### Fragmento de lectura
Es el punto de la educación filosófica en un momento de transición.

5.     

Cállicles le escupió a la cara a Sócrates:
 “Es bueno conocer filosofía en la medida en que sirve a la educación, y no es vergozoso filosofar cuando se es joven. Pero el hombre maduro que sigue filosofando hace una cosa ridícula, Sócrates, y los hombres que se dedican a filosofar se me hacen como esos hombres que balbucean y juegan como niños. Cuando veo un niño que balbucea y juega, es algo propio de su edad, me encanta, lo encuentro gracioso, muy conveniente a la infancia de un hombre libre; mientras que si oigo a un niño expresarse con precisión, eso me entristece, lastima mi oído y me parece tener algo de servil. Un hombre hecho y derecho que balbucea y que juega es ridículo; no es un hombre, dan ganas de azotarlo. Es precisamente lo que siento respecto a los filósofos.  En un joven me gusta mucho la filosofía; ella está en su lugar y denota una naturaleza de hombre libre: el joven que no se dedica a ella me parece un alma inferior, incapaz de proponerse una acción bella o generosa. Pero, Sócrates, un hombre de edad que sigue filosofando sin parar, merece ser azotado.[1]
Vamos, ¿no te da vergüenza ocuparte todavía de filosofía? Esas cosas son un jueguito para que se diviertan los niños, pero las personas adultas se dedican a cosas serias. A la guerra, por ejemplo. O a la política, que es su continuación o su antecedente. El planteo socrático no fastidiaría, no merecería ser perseguido y muerto, mientras fuera puramente un juego de niños, mientras charlara con jovencitos ociosos, mientras fuera un mero ejercicio retórico, una pura di-versión separada (o que hiciera abstracción) de la realidad político-social y de los efectos que en ella pudiera tener. El diálogo socrático no sería un enemigo peligroso mientras se mantuviera al margen de las cosas serias, de las “cosas de hombres”. Mientras no se desubicara y nos descolocara.
Pero el filósofo es un desubicado y le encanta descolocar. La reivindicación socrática es no hacer sólo “filosofía para niños”, filosofía como instrumento de la educación, sino seguir preguntando, cuestionando, criticando, aún de viejo, aun muriendo.

### Extractos de datos

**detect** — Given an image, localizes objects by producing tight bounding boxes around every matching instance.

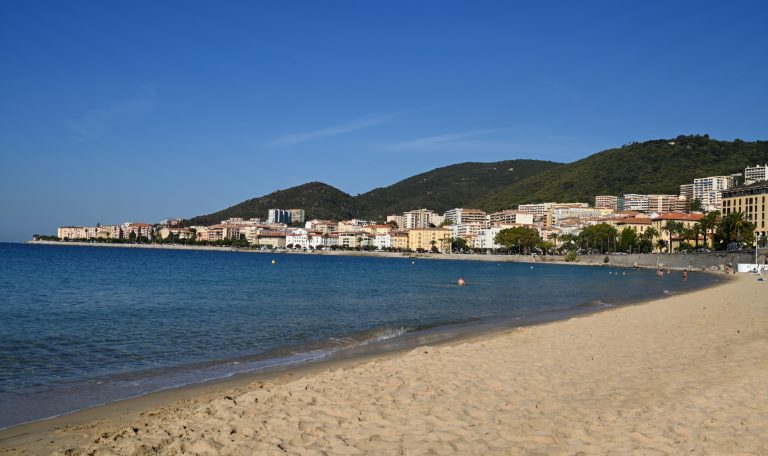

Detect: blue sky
[0,1,768,241]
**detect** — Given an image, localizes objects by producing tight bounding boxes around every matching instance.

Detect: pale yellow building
[722,181,768,242]
[390,231,408,250]
[408,228,453,252]
[360,225,392,236]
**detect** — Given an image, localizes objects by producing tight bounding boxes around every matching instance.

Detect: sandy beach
[0,275,768,455]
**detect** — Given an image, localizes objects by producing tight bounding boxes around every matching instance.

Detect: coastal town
[43,164,768,253]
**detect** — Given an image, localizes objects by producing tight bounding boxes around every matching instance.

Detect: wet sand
[0,275,768,454]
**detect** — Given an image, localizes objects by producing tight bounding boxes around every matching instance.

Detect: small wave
[359,326,413,345]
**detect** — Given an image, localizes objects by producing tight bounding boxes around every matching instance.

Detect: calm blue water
[0,244,713,428]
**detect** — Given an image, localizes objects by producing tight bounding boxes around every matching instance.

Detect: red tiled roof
[655,212,704,221]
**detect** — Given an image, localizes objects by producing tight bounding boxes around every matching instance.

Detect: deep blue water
[0,244,713,428]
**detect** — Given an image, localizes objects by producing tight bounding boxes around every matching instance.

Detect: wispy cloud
[67,84,156,139]
[390,128,509,150]
[267,114,397,147]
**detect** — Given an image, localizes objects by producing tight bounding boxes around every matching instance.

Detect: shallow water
[0,244,713,428]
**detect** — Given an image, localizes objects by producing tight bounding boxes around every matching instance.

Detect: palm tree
[640,226,659,252]
[691,223,706,250]
[700,211,720,249]
[723,211,753,248]
[664,220,683,253]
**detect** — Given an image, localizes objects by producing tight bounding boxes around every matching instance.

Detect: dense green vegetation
[470,135,768,210]
[185,160,562,226]
[186,135,768,225]
[356,160,562,220]
[185,182,359,226]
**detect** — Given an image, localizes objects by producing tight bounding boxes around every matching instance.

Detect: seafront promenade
[28,241,755,271]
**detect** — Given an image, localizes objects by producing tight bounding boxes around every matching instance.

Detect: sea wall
[578,252,755,269]
[29,241,768,270]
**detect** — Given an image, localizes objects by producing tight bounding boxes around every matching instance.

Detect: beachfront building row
[722,180,768,241]
[744,164,768,185]
[56,222,154,240]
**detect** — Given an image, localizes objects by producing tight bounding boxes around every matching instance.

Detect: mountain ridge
[185,135,768,225]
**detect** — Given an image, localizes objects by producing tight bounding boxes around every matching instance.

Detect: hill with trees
[356,160,563,219]
[185,135,768,225]
[184,182,359,226]
[185,160,562,226]
[470,135,768,211]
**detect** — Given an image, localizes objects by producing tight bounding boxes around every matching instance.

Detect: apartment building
[96,225,123,239]
[158,226,195,239]
[338,231,373,249]
[304,219,339,233]
[680,184,693,200]
[408,228,453,252]
[693,176,733,211]
[267,209,291,225]
[245,227,287,248]
[443,208,487,225]
[288,209,306,223]
[122,223,152,240]
[595,195,619,211]
[624,193,650,212]
[400,209,445,230]
[517,203,557,221]
[722,180,768,241]
[285,228,309,249]
[387,215,405,229]
[56,226,98,240]
[204,225,247,242]
[647,195,680,212]
[487,209,534,225]
[446,221,486,239]
[744,165,768,185]
[651,212,709,252]
[361,225,392,236]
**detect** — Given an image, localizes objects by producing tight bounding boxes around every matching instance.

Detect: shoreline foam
[0,276,768,454]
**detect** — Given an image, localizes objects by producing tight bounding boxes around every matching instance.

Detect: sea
[0,243,718,428]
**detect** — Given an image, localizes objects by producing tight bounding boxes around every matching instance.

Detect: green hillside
[355,160,562,219]
[185,160,562,226]
[470,135,768,211]
[186,135,768,225]
[185,182,358,226]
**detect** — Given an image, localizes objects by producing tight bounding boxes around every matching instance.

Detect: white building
[402,209,445,230]
[474,226,508,249]
[693,176,733,211]
[744,165,768,185]
[267,209,291,224]
[285,228,309,249]
[443,208,486,225]
[309,233,339,249]
[517,203,556,221]
[373,233,392,250]
[288,209,305,223]
[446,221,486,239]
[624,193,650,212]
[487,209,534,226]
[648,195,680,212]
[680,184,693,200]
[552,207,607,226]
[595,195,619,211]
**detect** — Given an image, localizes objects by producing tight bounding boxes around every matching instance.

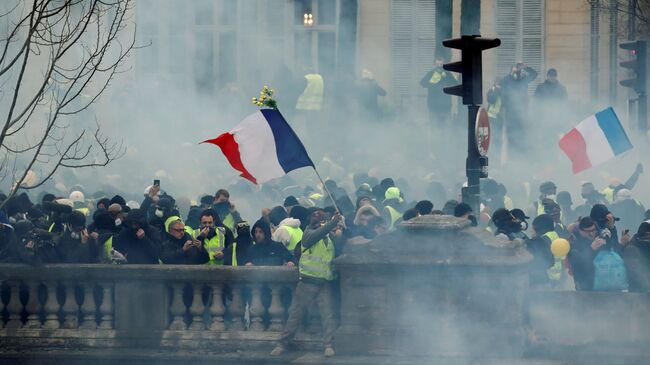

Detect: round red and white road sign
[476,108,490,156]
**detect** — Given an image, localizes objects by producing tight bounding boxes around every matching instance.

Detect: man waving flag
[201,109,314,184]
[560,107,632,174]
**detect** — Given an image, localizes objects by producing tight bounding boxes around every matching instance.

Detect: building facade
[130,0,628,122]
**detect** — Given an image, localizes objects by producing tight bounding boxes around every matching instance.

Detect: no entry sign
[476,108,490,156]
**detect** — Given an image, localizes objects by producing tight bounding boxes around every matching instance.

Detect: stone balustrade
[0,264,302,356]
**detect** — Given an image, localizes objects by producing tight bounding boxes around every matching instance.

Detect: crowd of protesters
[0,165,650,291]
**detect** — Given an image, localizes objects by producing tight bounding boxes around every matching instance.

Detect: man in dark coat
[623,222,650,292]
[420,57,456,126]
[246,219,295,266]
[501,62,537,151]
[160,220,210,265]
[113,209,160,264]
[54,211,99,264]
[568,217,605,290]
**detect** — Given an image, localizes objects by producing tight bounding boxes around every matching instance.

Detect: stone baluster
[81,282,97,329]
[99,282,113,329]
[269,285,284,332]
[43,281,60,329]
[210,283,226,331]
[63,281,79,329]
[228,283,246,331]
[249,284,264,331]
[25,281,41,328]
[190,283,205,331]
[6,281,23,328]
[169,283,186,330]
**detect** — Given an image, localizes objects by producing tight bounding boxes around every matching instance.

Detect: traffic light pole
[462,105,481,214]
[637,92,648,132]
[442,35,501,216]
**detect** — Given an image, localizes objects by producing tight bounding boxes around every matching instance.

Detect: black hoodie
[249,219,295,266]
[113,209,160,264]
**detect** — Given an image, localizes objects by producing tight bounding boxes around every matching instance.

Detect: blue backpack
[594,250,629,290]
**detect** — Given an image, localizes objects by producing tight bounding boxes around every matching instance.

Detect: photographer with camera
[54,211,99,264]
[160,220,210,265]
[14,220,60,265]
[589,204,632,254]
[212,189,242,232]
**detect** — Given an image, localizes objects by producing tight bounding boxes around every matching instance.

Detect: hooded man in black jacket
[160,220,210,265]
[113,209,160,264]
[246,219,295,266]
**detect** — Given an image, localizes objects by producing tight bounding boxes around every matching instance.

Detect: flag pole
[312,166,342,214]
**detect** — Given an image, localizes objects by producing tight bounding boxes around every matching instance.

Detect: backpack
[594,250,629,290]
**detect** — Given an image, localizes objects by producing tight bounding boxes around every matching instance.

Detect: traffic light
[619,41,646,95]
[442,35,501,105]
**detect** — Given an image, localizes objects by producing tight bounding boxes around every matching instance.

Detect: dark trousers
[280,281,336,347]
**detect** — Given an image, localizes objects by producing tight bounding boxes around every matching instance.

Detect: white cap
[126,200,140,209]
[55,199,74,208]
[70,191,86,203]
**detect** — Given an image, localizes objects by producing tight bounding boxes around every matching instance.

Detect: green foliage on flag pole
[251,86,278,110]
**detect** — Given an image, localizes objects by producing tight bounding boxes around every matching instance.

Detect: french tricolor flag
[201,109,314,184]
[560,107,632,174]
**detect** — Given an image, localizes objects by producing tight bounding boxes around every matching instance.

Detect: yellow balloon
[551,238,571,258]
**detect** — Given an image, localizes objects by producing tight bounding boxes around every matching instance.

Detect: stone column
[24,281,41,328]
[210,283,226,331]
[268,284,284,332]
[6,281,23,328]
[249,284,264,331]
[81,282,97,329]
[43,281,60,329]
[99,283,114,329]
[169,283,187,330]
[190,283,205,331]
[63,281,79,329]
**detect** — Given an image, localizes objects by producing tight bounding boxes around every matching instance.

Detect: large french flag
[201,109,314,184]
[560,107,632,174]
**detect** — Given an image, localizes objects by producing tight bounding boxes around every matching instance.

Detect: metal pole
[463,105,481,216]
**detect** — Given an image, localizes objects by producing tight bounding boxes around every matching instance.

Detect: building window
[495,0,545,90]
[293,0,340,75]
[191,0,238,93]
[390,0,436,105]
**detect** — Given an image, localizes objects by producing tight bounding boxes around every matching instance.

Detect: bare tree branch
[0,0,138,207]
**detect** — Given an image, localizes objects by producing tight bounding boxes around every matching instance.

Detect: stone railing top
[0,264,298,283]
[399,215,471,231]
[337,215,532,266]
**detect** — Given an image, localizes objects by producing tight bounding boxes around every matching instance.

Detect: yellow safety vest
[298,237,336,281]
[537,200,553,216]
[223,213,237,234]
[601,186,614,203]
[296,74,325,110]
[194,227,226,265]
[231,242,237,266]
[386,205,402,228]
[104,236,113,258]
[544,231,564,281]
[488,96,501,118]
[284,226,302,252]
[429,71,447,84]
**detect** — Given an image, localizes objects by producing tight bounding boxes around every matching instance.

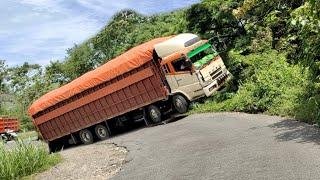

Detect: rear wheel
[94,125,109,140]
[173,95,189,114]
[148,105,161,123]
[79,129,93,144]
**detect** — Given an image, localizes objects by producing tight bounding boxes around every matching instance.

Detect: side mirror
[185,60,192,68]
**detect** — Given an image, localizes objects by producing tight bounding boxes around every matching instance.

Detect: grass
[18,131,38,140]
[0,142,62,180]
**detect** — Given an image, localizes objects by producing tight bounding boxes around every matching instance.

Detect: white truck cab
[154,33,230,101]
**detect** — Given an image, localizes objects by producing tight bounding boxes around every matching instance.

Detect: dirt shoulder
[35,141,128,180]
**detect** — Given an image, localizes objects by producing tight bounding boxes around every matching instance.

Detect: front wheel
[173,95,189,114]
[94,125,109,140]
[148,105,161,123]
[79,129,93,145]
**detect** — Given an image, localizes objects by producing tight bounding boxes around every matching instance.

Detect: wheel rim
[81,132,91,142]
[176,99,183,109]
[150,109,159,120]
[97,127,107,137]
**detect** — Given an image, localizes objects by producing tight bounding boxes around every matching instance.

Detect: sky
[0,0,200,66]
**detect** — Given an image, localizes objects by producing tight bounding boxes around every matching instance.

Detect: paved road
[108,113,320,180]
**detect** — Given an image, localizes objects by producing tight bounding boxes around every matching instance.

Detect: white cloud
[0,0,198,65]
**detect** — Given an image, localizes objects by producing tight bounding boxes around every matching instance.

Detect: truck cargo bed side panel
[35,61,167,141]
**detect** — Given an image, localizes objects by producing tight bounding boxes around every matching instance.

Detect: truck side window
[172,57,191,72]
[162,64,170,73]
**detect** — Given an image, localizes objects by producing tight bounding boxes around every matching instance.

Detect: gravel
[35,141,128,180]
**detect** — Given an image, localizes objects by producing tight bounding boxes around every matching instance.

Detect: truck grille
[210,68,223,80]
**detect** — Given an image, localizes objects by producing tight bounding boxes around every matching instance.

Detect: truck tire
[173,94,189,114]
[79,129,93,145]
[94,124,109,140]
[147,105,161,123]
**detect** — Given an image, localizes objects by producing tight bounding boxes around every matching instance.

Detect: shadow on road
[58,114,188,150]
[269,119,320,145]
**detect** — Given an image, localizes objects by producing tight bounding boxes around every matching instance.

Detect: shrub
[0,142,61,180]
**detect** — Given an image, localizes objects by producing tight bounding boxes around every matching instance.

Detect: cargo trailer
[29,34,229,150]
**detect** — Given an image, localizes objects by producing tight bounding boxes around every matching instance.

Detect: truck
[0,116,20,142]
[29,33,230,151]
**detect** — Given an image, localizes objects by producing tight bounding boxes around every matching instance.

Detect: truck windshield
[187,43,218,69]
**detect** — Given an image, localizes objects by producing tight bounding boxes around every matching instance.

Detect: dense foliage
[0,0,320,127]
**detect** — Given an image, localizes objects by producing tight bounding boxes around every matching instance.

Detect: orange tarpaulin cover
[29,37,170,116]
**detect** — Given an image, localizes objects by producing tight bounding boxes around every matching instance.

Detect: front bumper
[203,71,230,97]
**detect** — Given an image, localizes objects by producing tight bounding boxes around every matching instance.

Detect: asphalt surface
[107,113,320,180]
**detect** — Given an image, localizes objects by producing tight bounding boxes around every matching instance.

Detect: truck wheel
[148,105,161,123]
[173,95,189,114]
[79,129,93,144]
[94,125,109,140]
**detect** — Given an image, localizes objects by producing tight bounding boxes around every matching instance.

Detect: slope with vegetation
[0,0,320,129]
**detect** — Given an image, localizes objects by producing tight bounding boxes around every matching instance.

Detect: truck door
[171,57,203,98]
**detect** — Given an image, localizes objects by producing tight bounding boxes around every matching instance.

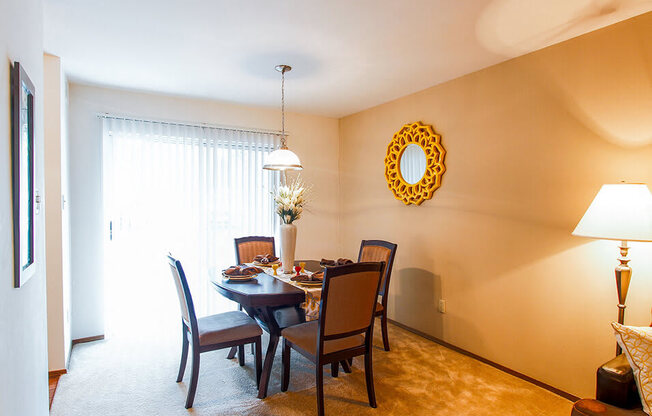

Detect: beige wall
[340,13,652,397]
[43,54,71,371]
[0,0,48,416]
[70,84,339,339]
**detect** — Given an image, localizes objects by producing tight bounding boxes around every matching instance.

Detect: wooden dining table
[211,260,321,399]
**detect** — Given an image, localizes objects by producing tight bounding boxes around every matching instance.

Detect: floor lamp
[573,183,652,355]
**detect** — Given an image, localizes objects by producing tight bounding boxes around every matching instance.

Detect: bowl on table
[222,266,263,282]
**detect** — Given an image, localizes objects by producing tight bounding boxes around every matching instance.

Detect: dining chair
[233,235,276,359]
[358,240,398,351]
[235,236,276,264]
[168,256,263,409]
[281,263,384,416]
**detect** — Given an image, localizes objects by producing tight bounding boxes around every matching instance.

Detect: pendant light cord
[281,68,287,149]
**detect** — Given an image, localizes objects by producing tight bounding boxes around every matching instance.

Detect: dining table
[211,260,322,399]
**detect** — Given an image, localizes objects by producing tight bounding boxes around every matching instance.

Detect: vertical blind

### Tarea 1
En el fragmento sobre la educación filosófica, ¿qué merece, según Cállicles, un hombre de edad que sigue filosofando sin parar?
### Tarea 2
Prosigue el fragmento sobre la educación filosófica a partir de su última oración.

### Respuesta 1
Merece ser azotado.

### Respuesta 2
Y sembrando siempre y hasta lo último el virus crítico, también en quienes están en condiciones de asumir responsabilidades políticas, en quienes pueden realizar acciones que afectan la vida de la “polis”, en quienes la pueden efectivamente cambiar.
Con el peligro de muerte que implica. La muerte de Sócrates no difiere mayormente de la de León...

6.     

He aquí la gran dificultad del filosofar con adolescentes: en pasar de la teoría a la práctica, a las decisiones, a la responsabilidad; en pasar de la niñez a la adultez. También de las tutorías a la libertad.
Pero, en realidad, Mat Lipman es tanto o más peligroso en el mismo sentido: vio muy clarito que difícilmente pueden salir adultos capaces de asombro, cuestionadores, democráticos, filosóficos, insatisfechos, buscadores, de niños acostumbrados a no preguntar y a acatar la autoridad ("-¿Por qué?" -"Porque sí; porque yo digo. Si seguís preguntando te la ligás". Y si te la ligás, quizás te matás).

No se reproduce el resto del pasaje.